Source document
((

Approaching Cybersecurity & Usability as a SaMD Company
How do you balance security and usability of software as a medical device (SaMD)? It’s not easy and trade-offs may need to be made by device companies in order to give users what they want and need to safely use it as intended.
In this episode of the Global Medical Device Podcast Etienne Nichols talks to Abbas Dhilawala, a cybersecurity and SaMD expert with Galen Data, about a new approach to cybersecurity and usability for SaMD companies to ensure products are both secure and user-friendly.
Abbas has 18 years of experience developing enterprise-grade software for the medical device industry and is well-versed with technology, industry standards, and the privacy of data.
Some of the highlights of this episode include:
- Usability and human factors testing standards exist. However, there’s no standard approach to follow for cybersecurity. Abbas’s approach is to obtain user feedback as soon as possible for SaMD to still be secure and user-friendly.
- Different kinds of users in the healthcare spectrum can be trained to use SaMD, including hospital staff and patients - depending on their level of trust and understanding of technology.
- Potential Pitfalls: Classification and credential layers, such as permissions and passwords, can put the security burden on the users but leads to the need for risk assessment/management for possible harm.
- Biometrics: Cutting-edge technology, such as fingerprint, eye, and face scanning is not as secure, reliable, or consistent, but it’s getting better. Always have a backup plan.
- Key Takeaway: There’s a lot of push on cybersecurity, but don’t take away the convenience or the usability aspect. Find a way to balance both usability and cybersecurity.
Memorable quotes from Abbas Dhilawala:
“Ultimately, if you make the product in a way that’s hard to use, you can be secure. If nobody uses it, it doesn’t really matter.”
“There’s lots of standards, just no harmonization.”
“What can you do to minimize stress? Health care is already a stressful environment.”
“The fundamental layer of security is to know who the user is.”
“Having standards is a nice thing because then you can develop tooling around that.”

))

[Extracted records]
((

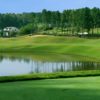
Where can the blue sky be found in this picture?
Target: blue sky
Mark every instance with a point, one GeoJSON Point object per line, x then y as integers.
{"type": "Point", "coordinates": [19, 6]}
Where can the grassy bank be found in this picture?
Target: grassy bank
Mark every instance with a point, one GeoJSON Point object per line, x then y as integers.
{"type": "Point", "coordinates": [56, 75]}
{"type": "Point", "coordinates": [60, 89]}
{"type": "Point", "coordinates": [52, 44]}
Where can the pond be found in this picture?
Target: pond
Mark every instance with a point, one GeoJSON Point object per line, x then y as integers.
{"type": "Point", "coordinates": [17, 64]}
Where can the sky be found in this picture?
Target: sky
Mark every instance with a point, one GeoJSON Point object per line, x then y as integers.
{"type": "Point", "coordinates": [19, 6]}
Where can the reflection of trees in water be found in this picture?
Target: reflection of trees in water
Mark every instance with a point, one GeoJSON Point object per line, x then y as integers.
{"type": "Point", "coordinates": [14, 58]}
{"type": "Point", "coordinates": [40, 67]}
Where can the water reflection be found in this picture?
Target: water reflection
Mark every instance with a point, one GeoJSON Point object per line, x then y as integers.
{"type": "Point", "coordinates": [16, 66]}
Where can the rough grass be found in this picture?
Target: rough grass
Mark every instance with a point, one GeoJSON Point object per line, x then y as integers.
{"type": "Point", "coordinates": [87, 88]}
{"type": "Point", "coordinates": [52, 44]}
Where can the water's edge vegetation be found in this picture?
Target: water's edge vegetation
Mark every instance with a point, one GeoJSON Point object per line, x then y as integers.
{"type": "Point", "coordinates": [51, 44]}
{"type": "Point", "coordinates": [56, 75]}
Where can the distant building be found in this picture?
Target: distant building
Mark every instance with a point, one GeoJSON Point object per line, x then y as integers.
{"type": "Point", "coordinates": [10, 31]}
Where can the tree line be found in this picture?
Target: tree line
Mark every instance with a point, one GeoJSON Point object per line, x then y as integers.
{"type": "Point", "coordinates": [69, 21]}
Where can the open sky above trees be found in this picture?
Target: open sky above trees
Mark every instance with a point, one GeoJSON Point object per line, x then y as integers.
{"type": "Point", "coordinates": [19, 6]}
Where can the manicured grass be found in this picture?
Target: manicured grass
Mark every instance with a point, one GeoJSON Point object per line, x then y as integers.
{"type": "Point", "coordinates": [87, 88]}
{"type": "Point", "coordinates": [39, 76]}
{"type": "Point", "coordinates": [52, 44]}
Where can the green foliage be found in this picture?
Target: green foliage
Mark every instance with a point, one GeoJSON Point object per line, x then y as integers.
{"type": "Point", "coordinates": [28, 29]}
{"type": "Point", "coordinates": [40, 76]}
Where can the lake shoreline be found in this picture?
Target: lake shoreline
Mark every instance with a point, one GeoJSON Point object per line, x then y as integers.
{"type": "Point", "coordinates": [57, 75]}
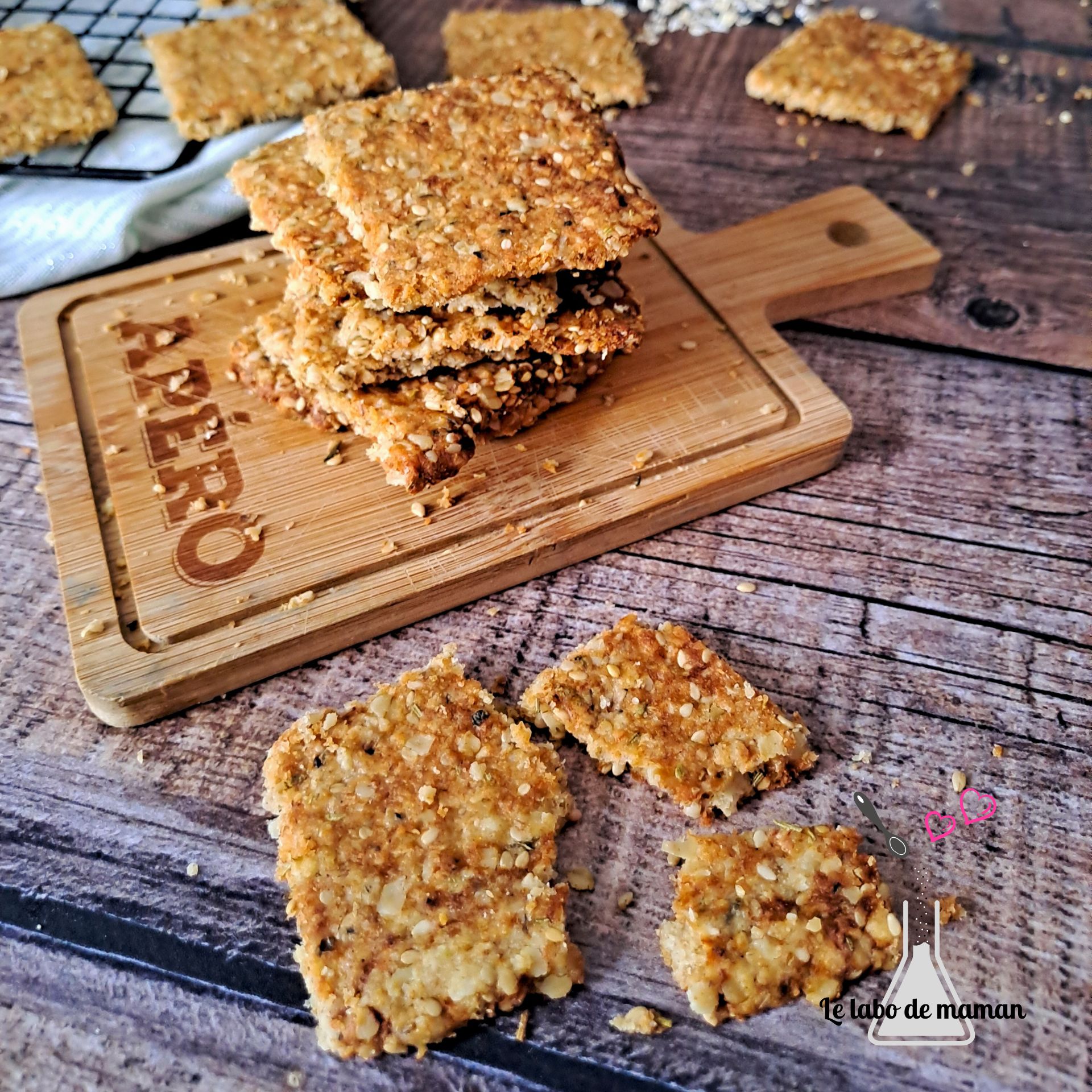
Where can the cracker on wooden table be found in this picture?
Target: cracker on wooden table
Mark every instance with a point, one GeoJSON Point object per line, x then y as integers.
{"type": "Point", "coordinates": [766, 915]}
{"type": "Point", "coordinates": [416, 833]}
{"type": "Point", "coordinates": [591, 44]}
{"type": "Point", "coordinates": [849, 69]}
{"type": "Point", "coordinates": [276, 63]}
{"type": "Point", "coordinates": [423, 429]}
{"type": "Point", "coordinates": [352, 345]}
{"type": "Point", "coordinates": [668, 707]}
{"type": "Point", "coordinates": [282, 189]}
{"type": "Point", "coordinates": [473, 180]}
{"type": "Point", "coordinates": [48, 92]}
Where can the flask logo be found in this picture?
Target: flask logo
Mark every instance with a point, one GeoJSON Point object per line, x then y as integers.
{"type": "Point", "coordinates": [922, 999]}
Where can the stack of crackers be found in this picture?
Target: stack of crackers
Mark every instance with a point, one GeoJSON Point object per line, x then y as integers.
{"type": "Point", "coordinates": [453, 264]}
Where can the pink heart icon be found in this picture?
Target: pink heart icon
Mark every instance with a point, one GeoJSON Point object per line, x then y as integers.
{"type": "Point", "coordinates": [985, 802]}
{"type": "Point", "coordinates": [940, 815]}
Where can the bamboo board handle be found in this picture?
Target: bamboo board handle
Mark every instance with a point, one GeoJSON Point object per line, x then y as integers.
{"type": "Point", "coordinates": [835, 250]}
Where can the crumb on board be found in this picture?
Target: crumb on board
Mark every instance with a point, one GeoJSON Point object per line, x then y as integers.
{"type": "Point", "coordinates": [642, 1020]}
{"type": "Point", "coordinates": [664, 705]}
{"type": "Point", "coordinates": [580, 879]}
{"type": "Point", "coordinates": [416, 832]}
{"type": "Point", "coordinates": [763, 916]}
{"type": "Point", "coordinates": [299, 601]}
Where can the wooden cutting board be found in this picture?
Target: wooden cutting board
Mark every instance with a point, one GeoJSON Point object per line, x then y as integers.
{"type": "Point", "coordinates": [168, 605]}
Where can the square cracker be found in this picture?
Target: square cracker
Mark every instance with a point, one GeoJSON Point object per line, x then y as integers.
{"type": "Point", "coordinates": [668, 707]}
{"type": "Point", "coordinates": [282, 189]}
{"type": "Point", "coordinates": [473, 180]}
{"type": "Point", "coordinates": [274, 63]}
{"type": "Point", "coordinates": [766, 915]}
{"type": "Point", "coordinates": [49, 93]}
{"type": "Point", "coordinates": [591, 44]}
{"type": "Point", "coordinates": [416, 834]}
{"type": "Point", "coordinates": [849, 69]}
{"type": "Point", "coordinates": [423, 429]}
{"type": "Point", "coordinates": [352, 345]}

))

About this task
Can you reproduce the passage from the podcast summary above on cybersecurity and usability, starting with the words containing "- Key Takeaway: There’s" and ending with "usability and cybersecurity."?

Exercise answer
- Key Takeaway: There’s a lot of push on cybersecurity, but don’t take away the convenience or the usability aspect. Find a way to balance both usability and cybersecurity.